#### [Texto fornecido]
● ● ● ● ● ● ●

Os contracheques de 86 funcionários de empresas estatais do Distrito Federal superaram o teto do serviço público brasiliense. Neste ano, o limite fixado é de R$ 35.462,22, equivalente ao salário de desembargador do Tribunal de Justiça do DF e dos Territórios (TJDFT).
No entanto, segundo o Portal da Transparência do DF e o Banco de Brasília (BRB), os pagamentos dos trabalhadores ultrapassaram a fronteira remuneratória nos lançamentos divulgados referentes aos meses de abril, maio e junho.

● ● ● ● ● ● ●

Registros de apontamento
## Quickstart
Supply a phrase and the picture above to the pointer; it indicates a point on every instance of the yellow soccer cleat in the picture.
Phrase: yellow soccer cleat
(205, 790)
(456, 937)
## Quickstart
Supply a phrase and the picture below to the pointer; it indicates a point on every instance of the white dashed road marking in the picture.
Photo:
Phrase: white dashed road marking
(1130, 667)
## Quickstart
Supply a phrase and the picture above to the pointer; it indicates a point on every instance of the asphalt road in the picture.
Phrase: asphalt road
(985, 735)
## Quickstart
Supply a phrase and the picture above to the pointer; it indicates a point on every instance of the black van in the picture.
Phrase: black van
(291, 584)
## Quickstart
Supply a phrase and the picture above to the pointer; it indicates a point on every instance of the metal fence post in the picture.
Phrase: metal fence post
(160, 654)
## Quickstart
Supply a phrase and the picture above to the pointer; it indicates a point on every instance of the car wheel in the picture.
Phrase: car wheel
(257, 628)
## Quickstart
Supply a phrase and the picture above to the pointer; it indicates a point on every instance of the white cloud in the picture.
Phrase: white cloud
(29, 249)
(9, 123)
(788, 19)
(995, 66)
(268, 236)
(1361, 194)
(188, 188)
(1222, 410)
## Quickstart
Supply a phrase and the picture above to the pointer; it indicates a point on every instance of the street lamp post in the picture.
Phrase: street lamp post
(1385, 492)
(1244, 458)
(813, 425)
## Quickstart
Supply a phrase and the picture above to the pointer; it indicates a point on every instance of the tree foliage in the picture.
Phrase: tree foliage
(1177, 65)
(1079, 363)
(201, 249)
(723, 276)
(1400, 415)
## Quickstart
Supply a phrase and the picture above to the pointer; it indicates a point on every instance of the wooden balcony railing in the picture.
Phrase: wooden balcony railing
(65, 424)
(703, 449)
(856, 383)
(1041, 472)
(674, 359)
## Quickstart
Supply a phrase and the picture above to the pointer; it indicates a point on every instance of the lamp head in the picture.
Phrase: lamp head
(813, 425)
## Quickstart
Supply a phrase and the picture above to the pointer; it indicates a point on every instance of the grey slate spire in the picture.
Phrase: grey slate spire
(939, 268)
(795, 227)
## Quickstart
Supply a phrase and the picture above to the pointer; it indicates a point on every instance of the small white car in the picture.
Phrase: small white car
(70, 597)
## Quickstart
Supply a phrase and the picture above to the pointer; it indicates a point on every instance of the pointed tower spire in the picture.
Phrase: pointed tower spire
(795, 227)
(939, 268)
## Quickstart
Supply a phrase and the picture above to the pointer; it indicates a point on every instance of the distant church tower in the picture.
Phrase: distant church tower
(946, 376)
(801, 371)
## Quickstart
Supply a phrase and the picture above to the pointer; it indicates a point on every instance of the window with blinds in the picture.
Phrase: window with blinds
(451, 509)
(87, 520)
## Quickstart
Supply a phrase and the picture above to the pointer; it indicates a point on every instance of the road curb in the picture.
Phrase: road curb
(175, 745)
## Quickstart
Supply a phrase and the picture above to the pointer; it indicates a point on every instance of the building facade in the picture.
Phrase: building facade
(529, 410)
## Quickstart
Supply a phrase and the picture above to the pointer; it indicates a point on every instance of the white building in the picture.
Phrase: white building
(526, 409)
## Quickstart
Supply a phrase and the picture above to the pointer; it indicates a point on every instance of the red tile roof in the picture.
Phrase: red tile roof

● ● ● ● ● ● ●

#### [Objetivo]
Por favor, reproduza fielmente o trecho do texto fornecido que vai de "No entanto, segundo" a "maio e junho.".

#### [Resposta completa]
No entanto, segundo o Portal da Transparência do DF e o Banco de Brasília (BRB), os pagamentos dos trabalhadores ultrapassaram a fronteira remuneratória nos lançamentos divulgados referentes aos meses de abril, maio e junho.